_ФРАГМЕНТ ТЕКСТА_
※

Расам андини даси:* Храм был битком набит людьми, и я через дверь заглянула на ягью. Я хотела увидеть Прабхупаду. Мне хотелось знать, был ли он как Иисус, сможет ли он спасти меня от рождения и смерти. Я стала у стены в коридоре, и, как только наступил благоприятный момент, когда он проходил мимо, я шагнула вперед и слегка преградила ему путь. Тут я увидела, что Прабхупада был ниже меня ростом. Но все материальные оценки были уже не к месту: я видела, что этот человек весь сиял, его кожа была похожа на бархат, а глаза были как глубокие озера темной воды. Прабхупада остановился, он хотел уделить мне внимание и выслушать мой вопрос. Он сказал: «Хм?» — очень глубоко и мягко. Но само его присутствие сделало мои вопросы неуместными. Он был самой трансцендентной личностью, которую мне только довелось встречать. Поэтому я просто поклонилась и уступила ему дорогу.
(По стопам Шрилы Прабхупады. Воспоминания. Глава 8, Апрель 1975 — Май 1975. Составитель Ядубара дас)

----------


## Хари-канта д.д.

*Даже мимолетное общение...

Рачитамбара даси:* Впервые я увидел Шрилу Прабхупаду в аэропорту Лос-Анджелеса. Нас прибыло туда человек двести, мы пели громкий киртан и каждый стремился протиснуться вперед. Перед коридором было пространство, из которого выходили пассажиры. Я стояла сзади и могла видеть только макушки выходящих людей, и то лишь самых высоких. Вот проплыла ковбойская шляпа, вот форменная фуражка... Киртан нарастал; и я почувствовала, что сзади еще кто-то напирает. Я обернулась и увидела за мной двух молодых бизнесменов в костюмах и с дипломатами. Они вытягивали шеи, чтобы
посмотреть, кого это мы встречаем. И вот впереди показалась данда, и мы поняли: «Это, должно быть, Прабхупада». Он вышел, мы псе поклонились. Это было потрясающее ощущение — словно гигантская волна проносится сквозь вас, через все ваше существо и выходит наружу. Я, начинающая преданная, плакала не переставая. А когда я повернулась, чтобы идти за Шрилой Прабхупадой, я увидела лица тех двух бизнесменов. У них по щекам тоже катились слезы. Волнующий факт: даже мимолетное общение с Шрилой Прабхупадой оставляло след в сердцах людей..

※

_ПРЕДСТАВЛЕННЫЕ ЗАПИСИ_
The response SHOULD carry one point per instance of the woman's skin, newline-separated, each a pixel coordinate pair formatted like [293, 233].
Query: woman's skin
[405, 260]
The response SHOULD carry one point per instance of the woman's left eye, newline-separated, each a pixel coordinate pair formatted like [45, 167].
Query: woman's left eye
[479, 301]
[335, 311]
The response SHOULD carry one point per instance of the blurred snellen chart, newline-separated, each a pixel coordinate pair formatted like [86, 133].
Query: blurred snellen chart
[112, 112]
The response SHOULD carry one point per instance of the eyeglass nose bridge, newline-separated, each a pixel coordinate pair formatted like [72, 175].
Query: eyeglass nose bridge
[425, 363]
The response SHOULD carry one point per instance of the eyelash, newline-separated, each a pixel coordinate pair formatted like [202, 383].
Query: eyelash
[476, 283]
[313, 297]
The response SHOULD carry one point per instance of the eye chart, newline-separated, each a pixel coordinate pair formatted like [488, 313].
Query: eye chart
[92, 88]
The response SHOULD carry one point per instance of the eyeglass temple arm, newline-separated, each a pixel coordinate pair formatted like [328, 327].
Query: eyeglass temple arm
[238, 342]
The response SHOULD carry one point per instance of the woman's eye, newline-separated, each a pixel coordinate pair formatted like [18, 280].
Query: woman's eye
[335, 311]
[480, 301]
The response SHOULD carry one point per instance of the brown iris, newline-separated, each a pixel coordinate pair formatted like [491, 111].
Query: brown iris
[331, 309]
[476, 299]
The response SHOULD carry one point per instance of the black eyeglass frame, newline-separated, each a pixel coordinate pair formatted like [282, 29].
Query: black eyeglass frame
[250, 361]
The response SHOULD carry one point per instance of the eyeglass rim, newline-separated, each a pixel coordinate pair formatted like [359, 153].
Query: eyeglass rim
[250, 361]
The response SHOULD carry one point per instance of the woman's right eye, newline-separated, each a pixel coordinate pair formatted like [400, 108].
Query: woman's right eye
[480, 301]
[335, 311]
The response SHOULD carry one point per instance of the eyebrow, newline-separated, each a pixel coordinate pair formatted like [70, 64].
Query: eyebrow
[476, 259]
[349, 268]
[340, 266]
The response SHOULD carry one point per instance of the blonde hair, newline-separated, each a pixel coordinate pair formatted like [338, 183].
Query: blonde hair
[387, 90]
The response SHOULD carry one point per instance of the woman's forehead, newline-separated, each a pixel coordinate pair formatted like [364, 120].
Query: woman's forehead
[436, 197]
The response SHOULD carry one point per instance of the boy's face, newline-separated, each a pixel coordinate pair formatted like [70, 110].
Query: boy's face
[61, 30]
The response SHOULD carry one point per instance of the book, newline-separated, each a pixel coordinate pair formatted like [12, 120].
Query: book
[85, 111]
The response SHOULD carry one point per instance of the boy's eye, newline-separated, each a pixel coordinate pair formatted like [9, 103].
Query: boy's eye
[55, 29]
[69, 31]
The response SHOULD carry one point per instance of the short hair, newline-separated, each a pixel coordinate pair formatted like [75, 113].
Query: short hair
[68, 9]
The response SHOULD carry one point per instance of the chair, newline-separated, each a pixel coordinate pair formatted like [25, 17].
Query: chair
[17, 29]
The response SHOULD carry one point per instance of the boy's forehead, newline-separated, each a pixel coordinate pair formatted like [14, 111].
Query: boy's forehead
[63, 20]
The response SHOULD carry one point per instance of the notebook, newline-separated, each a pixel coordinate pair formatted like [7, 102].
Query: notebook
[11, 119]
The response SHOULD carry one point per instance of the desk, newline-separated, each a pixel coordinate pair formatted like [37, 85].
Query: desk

※

_ЗАДАНИЯ К РАБОТЕ_
A – Что произнес Прабхупада, остановившись в коридоре, согласно фрагменту воспоминаний?
B – Пожалуйста, процитируйте из фрагмента воспоминаний без изменений отрывок от слов «Расам андини даси:*» до слов «уступила ему дорогу.» включительно.
C – Напишите продолжение фрагмента воспоминаний о Шриле Прабхупаде начиная с места, на котором он заканчивается.
Листинг — отдельный материал, с фрагментом воспоминаний он не связан.

_РЕЗУЛЬТАТЫ ЗАДАНИЙ_
A – «Хм?», очень глубоко и мягко.

B –
Расам андини даси:* Храм был битком набит людьми, и я через дверь заглянула на ягью. Я хотела увидеть Прабхупаду. Мне хотелось знать, был ли он как Иисус, сможет ли он спасти меня от рождения и смерти. Я стала у стены в коридоре, и, как только наступил благоприятный момент, когда он проходил мимо, я шагнула вперед и слегка преградила ему путь. Тут я увидела, что Прабхупада был ниже меня ростом. Но все материальные оценки были уже не к месту: я видела, что этот человек весь сиял, его кожа была похожа на бархат, а глаза были как глубокие озера темной воды. Прабхупада остановился, он хотел уделить мне внимание и выслушать мой вопрос. Он сказал: «Хм?» — очень глубоко и мягко. Но само его присутствие сделало мои вопросы неуместными. Он был самой трансцендентной личностью, которую мне только довелось встречать. Поэтому я просто поклонилась и уступила ему дорогу.

C –
(По стопам Шрилы Прабхупады. Воспоминания. Глава 9, Май 1975 — Июль 1975. Составитель Ядубара дас)

----------


## Хари-канта д.д.

*Такие постановки очень важны в проповеднической деятельности

Чайтанья даси:* В Лос-Анджелес приехала труппа танцоров театра «Вайкунтха-плейере». Они попросили меня составить музыкальный аккомпанемент к их коронному номеру: «Убийство Праламбасуры» (Праламбасура — демон в образе пастушка). Вначале спектакль показали Шриле Прабхупаде. С ним был его слуга и еще один преданный. Текст был взят из книги «Кришна». Я сидела у лотосных стоп Прабхупады, распевая разные бхаджаны в качестве аккомпанемента к танцу, Бремя от времени я поглядывала на него, чтобы узнать его реакцию. В момент, когда Господь Баларама убил Праламбасуру, ударив его Своим кулаком, я взглянула на Шрилу Прабхупаду и увидела, что он смотрит спектакль с открытым ртом, а его глаза широко раскрыты. Он был полностью поглощен повествованием, принимая его по-детски искренне и непосредственно. Потом он стал весело смеяться, Прабхупада высоко оценил спектакль и сказал, что такие постановки очень важны в проповеднической деятельности.
(По стопам Шрилы Прабхупады. Воспоминания. Глава 9, Май 1975 — Июль 1975. Составитель Ядубара дас)

----------


## Хари-канта д.д.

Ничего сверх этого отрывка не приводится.